***** Exercise text
Cousin Krysti Macneir recalled him as “young at heart.” When he was living in St. John during Hurricane Irma, a Category 5 hurricane that destroyed the island in 2017, she remembered calling to check in on him.
“He said to me, ‘we’re all here because we’re not all there,'” she said in a text. “It makes me laugh every time I think about it.”
Keith Macneir was just beginning to enjoy his retirement when he went up to Maine, his close friend, David Raymond, said. He spent his time in Homosassa, on the west coast of Florida, and had plans to buy a one-and-a-half bedroom in the Panhandle so his son could visit him, Brian Macneir said.
Raymond said that the two friends had plans to travel together because neither was married. The two met at Harbordale Elementary when Raymond was 10 and grew up together, then reconnected on Facebook later in life. They visited each other frequently, fishing and riding electric bikes up and down the beach, going to bars.
The two had just shared another visit before Keith Macneir went to Maine, grabbing some drinks and lunch after fishing, watching the tide come in. Raymond took a picture of him because the tide was so high, he thought it looked like he was walking on water.
“Next thing I know his son’s calling me,” Raymond said. “It just really took the wind out of my sails.”
Breslin was Keith’s “number one gold,” Brian Macneir said: “My brother was a loving person and the thing he loved most in the world was his son.”
**********
# [Exercises]
1. In the Keith Macneir passage, rewrite the section from "Raymond said that" to "going to bars.", replacing "Facebook" with "Instagram".
2. List every person mentioned by name in the Keith Macneir passage.
***** Record extracts
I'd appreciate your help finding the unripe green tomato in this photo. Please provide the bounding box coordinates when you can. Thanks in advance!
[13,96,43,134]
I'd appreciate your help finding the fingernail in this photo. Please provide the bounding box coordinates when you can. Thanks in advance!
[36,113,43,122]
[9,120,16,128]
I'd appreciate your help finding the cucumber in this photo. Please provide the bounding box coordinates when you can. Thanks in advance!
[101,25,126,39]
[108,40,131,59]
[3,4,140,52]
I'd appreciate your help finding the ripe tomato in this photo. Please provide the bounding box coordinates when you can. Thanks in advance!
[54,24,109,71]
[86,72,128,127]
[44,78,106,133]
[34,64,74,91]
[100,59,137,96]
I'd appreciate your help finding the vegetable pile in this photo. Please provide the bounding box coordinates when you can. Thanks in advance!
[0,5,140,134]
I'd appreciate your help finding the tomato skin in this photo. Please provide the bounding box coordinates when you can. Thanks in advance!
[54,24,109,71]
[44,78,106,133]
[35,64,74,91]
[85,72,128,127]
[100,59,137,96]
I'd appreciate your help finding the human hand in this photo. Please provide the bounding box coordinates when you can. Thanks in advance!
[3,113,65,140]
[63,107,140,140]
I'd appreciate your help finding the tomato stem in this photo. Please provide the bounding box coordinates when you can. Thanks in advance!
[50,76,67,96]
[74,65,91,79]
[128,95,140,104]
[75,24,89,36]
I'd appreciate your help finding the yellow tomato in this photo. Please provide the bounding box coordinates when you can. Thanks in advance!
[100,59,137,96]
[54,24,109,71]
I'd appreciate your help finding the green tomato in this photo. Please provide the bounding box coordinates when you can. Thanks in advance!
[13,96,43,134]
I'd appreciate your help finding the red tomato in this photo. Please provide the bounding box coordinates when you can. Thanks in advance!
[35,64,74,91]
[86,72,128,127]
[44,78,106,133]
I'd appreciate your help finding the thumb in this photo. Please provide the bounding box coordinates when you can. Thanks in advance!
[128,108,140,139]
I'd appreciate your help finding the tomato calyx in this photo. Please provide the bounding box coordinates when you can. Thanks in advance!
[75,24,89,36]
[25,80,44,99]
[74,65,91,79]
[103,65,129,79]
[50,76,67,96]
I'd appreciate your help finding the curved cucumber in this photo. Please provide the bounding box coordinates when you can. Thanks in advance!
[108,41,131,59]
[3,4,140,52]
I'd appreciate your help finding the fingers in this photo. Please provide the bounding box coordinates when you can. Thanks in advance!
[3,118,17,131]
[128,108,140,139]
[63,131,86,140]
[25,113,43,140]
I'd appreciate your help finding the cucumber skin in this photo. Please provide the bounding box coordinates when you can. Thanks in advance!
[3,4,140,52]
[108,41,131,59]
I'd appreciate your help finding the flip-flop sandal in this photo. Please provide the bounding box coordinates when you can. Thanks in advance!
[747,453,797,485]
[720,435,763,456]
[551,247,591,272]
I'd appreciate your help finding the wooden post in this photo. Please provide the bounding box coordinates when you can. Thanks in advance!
**********
# [Problem solutions]
1.
Raymond said that the two friends had plans to travel together because neither was married. The two met at Harbordale Elementary when Raymond was 10 and grew up together, then reconnected on Instagram later in life. They visited each other frequently, fishing and riding electric bikes up and down the beach, going to bars.

2. Krysti Macneir, Keith Macneir, David Raymond, Brian Macneir, Breslin